* _Page excerpt_:
++++++++++

Corporate Debt Restructuring:


CDR is a process whereby a company or an organization which is struggling with repayment of loans to
its creditors reaches out to them to negotiate. While performing such negotiations, the struggling
organization has the following options:
1. Conversion of Debt into Equity
2. Conversion of un-serviced interest to long term loan type
3. One-time settlement with the creditors under certain conditions
In case of Wockhardt Limited, it was under the threat of bankruptcy as it was unable to repay its loan,
the only option they had was go back and negotiate with their lenders. Another issue that Wockhardt
could potentially face is that they can be targeted by some other company for acquisition purposes.
Hence, in such cases, Corporate Debt Restructuring seems to be a better fit for Wockhardt as it would
ultimately protect the interest of stakeholders and shareholders of the company and also the lenders
and creditors. Hence, if done properly, could save Wockhardt.
Reserve Bank of India sponsored Corporate Debt Restructuring in 2002 whereby the main components
of CDR were:
1. CDR will remain to be a voluntary arrangement between a creditor and debtor or between
creditors under a certain agreement.
2. There would be legal mechanism under which CDR will be implemented and that was under ICA-
Inter Creditor Agreement.

++++++++++

* _Input data_:
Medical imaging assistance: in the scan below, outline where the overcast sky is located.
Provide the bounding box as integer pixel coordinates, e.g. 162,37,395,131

++++++++++

* _Parts of the exercise_:
1. According to the corporate debt restructuring text, in what year did the Reserve Bank of India sponsor Corporate Debt Restructuring?
2. Extend the text on corporate debt restructuring, starting after its final sentence.
The listing comes from a different source than the text.

* _Per-task outputs_:
1. 2002

2.
3. The CDR mechanism to only apply on accounts for banks or organisations which have an
outstanding debt of 200Million INR or above
4. This mechanism to only apply on standard or substandard accounts with major priority given to
those struggling with non-performing assets
Corporate Debt Restructuring Structuring:
The corporate debt restructuring mechanism in India consists of 3 layers:
CDR Standing Forum - consisting of nominated persons from organizations or banks who then
participate in the Corporate Debt Restructuring. Their role is to guide and monitor the progress of
Corporate Debt Restructuring.
CDR Empowered Group – The CDR classifies cases under consideration under the following categories:
a. Class A- Borrowing Organizations affected by country’s or foreign macro-economic
conditions
b. Class B- Borrowing Organizations affected not only by its local or foreign macro-
economic conditions but do not possess enough resources and vision to support their
organization’s management system
c. Class C- Borrowing Organizations who went too ambitious in setting up their business
and kept diversifying themselves without really realizing if the diversification was
related or unrelated. The borrowing organizations also did not seek advice or took into
account lender’s interest while doing so.
d. Class D- undisciplined financial borrowing companies
Corporate Debt Restructuring Cell: This CDR cell supports CDR Standing forum and CDR Empowered
Group to do their tasks and activities. Their job is to scrutinize all the information that both borrowers
and lenders give them. If CDR deems right, they can also prepare plan for the borrower under discussion
with the support of leads and outsiders.

Case of Wockhardt- Corporate Debt Restructuring:


As stated above, Corporate Debt Restructuring is a mechanism in which all lenders join together to
establish a deal which helps the borrower to achieve a balance. The options include increasing timeline
to return money or increasing interest rates etc. However, when CDR is put to action, it also limits
management power such that they are not able to take strategic, tactical or operational decisions for
the organizations.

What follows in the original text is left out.